▶ _TEKST_:
———
Over ‘It’s All Too Much’, het geweldige, vergeten nummer van The Beatles

WebmasterNieuws

Dit vergeten psychedelische nummer geeft het karakter van het album perfect weer maar was te laat voor ‘Sgt. Pepper’.

Rob Sheffields nieuwe boek Dreaming the Beatles: The Love Story of One Band and the Whole World is een ode aan de band van de columnist die al jaren werkzaam is voor Rolling Stone. Het vertelt het vreemde verhaal van hoe vier jonge knullen uit Liverpool ’s werelds bekendste popgroep werden, uit elkaar gingen en toch op de een of andere manier steeds beroemder werden. Dreaming the Beatles volgt het verhaal van John, Paul, George en Ringo, vanaf hun eerste begin, naar hun hoogtepunt in de jaren zestig, tot hun latere leven als culturele obsessie. In dit gedeelte kijkt Sheffield naar een van de begraven schatten in het Beatles-songbook, het vergeten psychedelische jam-nummer “It’s All Too Much”.

In zijn nieuwe boek ‘Dreaming The Beatles’ kijkt de auteur onder andere terug op de ups en downs van de voormalige, op hol geslagen Fab Four tijdens de jaren ’70.
———
▶ _AANGELEVERDE GEGEVENS_:
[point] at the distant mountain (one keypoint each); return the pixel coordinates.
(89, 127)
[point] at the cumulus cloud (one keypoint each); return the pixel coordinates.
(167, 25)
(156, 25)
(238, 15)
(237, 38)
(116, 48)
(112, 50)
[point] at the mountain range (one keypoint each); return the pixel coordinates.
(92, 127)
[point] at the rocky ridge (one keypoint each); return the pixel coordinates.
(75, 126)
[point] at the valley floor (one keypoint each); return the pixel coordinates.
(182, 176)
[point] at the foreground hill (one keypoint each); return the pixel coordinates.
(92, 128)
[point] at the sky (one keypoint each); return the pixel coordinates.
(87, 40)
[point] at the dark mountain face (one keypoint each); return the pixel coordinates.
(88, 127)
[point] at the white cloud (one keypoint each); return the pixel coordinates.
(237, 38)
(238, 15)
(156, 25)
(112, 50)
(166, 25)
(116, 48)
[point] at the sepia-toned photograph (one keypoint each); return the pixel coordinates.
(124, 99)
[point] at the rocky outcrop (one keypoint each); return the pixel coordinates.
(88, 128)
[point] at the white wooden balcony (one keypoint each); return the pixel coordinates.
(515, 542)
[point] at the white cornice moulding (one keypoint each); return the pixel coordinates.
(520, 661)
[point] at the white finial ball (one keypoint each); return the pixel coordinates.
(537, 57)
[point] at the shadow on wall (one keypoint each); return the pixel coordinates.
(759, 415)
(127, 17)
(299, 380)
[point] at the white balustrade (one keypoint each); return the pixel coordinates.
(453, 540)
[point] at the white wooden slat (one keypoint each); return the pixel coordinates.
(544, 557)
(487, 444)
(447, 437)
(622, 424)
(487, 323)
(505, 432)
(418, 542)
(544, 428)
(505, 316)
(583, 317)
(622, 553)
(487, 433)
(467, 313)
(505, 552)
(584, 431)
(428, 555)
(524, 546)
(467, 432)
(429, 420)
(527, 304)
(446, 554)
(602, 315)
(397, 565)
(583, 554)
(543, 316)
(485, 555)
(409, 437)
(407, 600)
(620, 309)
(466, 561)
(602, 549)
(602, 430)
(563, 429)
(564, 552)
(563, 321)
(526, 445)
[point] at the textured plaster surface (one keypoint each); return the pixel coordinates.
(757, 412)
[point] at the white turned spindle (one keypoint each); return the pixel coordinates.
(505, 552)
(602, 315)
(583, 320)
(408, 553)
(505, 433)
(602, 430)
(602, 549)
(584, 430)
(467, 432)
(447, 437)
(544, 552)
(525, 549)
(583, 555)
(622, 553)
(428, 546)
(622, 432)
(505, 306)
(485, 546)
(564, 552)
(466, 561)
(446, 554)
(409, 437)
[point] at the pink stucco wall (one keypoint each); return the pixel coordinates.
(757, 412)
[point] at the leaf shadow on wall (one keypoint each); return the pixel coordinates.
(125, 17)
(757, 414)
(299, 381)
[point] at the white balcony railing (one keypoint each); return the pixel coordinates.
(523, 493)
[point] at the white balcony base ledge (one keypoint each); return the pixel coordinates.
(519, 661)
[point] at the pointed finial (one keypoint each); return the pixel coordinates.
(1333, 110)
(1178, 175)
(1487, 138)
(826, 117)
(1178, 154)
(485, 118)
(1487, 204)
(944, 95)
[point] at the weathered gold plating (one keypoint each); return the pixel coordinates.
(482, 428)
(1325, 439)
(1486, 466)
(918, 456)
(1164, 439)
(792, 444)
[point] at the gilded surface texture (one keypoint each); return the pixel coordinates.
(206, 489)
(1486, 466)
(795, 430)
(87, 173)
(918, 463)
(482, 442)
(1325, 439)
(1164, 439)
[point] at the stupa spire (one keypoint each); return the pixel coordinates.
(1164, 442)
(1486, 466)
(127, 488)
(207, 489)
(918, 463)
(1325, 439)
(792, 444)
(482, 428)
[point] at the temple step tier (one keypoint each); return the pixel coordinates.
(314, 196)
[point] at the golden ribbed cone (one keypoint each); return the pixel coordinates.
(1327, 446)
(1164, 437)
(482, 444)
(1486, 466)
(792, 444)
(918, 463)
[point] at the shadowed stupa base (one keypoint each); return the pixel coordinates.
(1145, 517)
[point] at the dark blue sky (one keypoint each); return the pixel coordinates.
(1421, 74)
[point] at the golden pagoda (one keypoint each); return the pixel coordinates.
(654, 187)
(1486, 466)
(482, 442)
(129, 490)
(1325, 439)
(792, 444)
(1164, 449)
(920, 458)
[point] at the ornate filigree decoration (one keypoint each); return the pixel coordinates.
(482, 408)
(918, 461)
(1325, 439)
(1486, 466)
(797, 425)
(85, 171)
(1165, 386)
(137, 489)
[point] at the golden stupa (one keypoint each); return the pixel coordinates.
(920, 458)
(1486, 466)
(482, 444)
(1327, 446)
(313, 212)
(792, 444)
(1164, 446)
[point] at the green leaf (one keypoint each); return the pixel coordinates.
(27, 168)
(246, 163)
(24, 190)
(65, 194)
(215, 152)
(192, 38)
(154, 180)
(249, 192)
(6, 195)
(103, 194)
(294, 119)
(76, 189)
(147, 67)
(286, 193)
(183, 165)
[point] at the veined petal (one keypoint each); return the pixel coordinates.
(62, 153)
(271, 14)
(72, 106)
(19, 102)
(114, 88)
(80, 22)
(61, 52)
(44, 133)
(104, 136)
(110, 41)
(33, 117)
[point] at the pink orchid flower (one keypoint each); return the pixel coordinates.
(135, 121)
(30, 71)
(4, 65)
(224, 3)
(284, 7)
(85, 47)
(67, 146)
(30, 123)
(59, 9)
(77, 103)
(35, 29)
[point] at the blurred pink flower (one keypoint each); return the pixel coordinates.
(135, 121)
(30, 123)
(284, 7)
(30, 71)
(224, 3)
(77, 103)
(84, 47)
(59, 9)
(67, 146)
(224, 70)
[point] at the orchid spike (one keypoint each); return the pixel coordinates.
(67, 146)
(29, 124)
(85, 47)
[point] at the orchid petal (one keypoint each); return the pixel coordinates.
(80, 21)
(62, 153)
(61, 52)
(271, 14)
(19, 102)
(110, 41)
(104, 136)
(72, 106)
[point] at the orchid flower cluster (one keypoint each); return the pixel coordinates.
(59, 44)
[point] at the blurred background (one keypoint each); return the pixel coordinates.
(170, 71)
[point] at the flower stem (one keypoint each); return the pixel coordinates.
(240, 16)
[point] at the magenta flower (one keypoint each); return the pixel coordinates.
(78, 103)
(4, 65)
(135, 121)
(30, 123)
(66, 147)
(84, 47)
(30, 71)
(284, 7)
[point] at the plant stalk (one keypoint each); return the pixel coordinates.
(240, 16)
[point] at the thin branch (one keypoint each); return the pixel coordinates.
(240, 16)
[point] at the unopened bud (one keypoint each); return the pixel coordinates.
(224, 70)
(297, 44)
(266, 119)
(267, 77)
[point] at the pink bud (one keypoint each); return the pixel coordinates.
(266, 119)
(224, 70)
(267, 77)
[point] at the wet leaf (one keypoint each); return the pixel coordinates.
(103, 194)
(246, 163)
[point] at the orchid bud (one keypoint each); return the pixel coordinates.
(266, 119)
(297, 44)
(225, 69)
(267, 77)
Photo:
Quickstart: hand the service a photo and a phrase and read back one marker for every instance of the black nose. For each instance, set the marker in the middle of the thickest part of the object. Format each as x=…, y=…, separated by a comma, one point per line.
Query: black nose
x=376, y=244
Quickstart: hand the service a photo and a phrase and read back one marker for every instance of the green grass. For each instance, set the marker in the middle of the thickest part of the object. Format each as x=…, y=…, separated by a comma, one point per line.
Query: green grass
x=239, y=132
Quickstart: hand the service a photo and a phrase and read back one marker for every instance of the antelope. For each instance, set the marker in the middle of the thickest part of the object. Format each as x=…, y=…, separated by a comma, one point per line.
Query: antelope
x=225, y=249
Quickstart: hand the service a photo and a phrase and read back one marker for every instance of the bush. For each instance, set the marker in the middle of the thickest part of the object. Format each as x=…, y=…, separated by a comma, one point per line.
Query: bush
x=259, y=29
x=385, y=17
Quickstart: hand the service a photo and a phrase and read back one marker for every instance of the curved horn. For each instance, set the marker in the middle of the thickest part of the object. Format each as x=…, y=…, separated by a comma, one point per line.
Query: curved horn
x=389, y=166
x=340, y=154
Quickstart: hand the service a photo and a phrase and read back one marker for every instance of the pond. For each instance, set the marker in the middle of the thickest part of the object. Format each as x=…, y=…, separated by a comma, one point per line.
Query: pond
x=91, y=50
———
▶ _PROBLEEMOMSCHRIJVING_: Kopieer het artikel over het Beatles-nummer ‘It’s All Too Much’ van begin tot eind, letterlijk en zonder iets te wijzigen.

▶ _UITGEVOERDE OPDRACHT_:
Over ‘It’s All Too Much’, het geweldige, vergeten nummer van The Beatles

WebmasterNieuws

Dit vergeten psychedelische nummer geeft het karakter van het album perfect weer maar was te laat voor ‘Sgt. Pepper’.

Rob Sheffields nieuwe boek Dreaming the Beatles: The Love Story of One Band and the Whole World is een ode aan de band van de columnist die al jaren werkzaam is voor Rolling Stone. Het vertelt het vreemde verhaal van hoe vier jonge knullen uit Liverpool ’s werelds bekendste popgroep werden, uit elkaar gingen en toch op de een of andere manier steeds beroemder werden. Dreaming the Beatles volgt het verhaal van John, Paul, George en Ringo, vanaf hun eerste begin, naar hun hoogtepunt in de jaren zestig, tot hun latere leven als culturele obsessie. In dit gedeelte kijkt Sheffield naar een van de begraven schatten in het Beatles-songbook, het vergeten psychedelische jam-nummer “It’s All Too Much”.

In zijn nieuwe boek ‘Dreaming The Beatles’ kijkt de auteur onder andere terug op de ups en downs van de voormalige, op hol geslagen Fab Four tijdens de jaren ’70.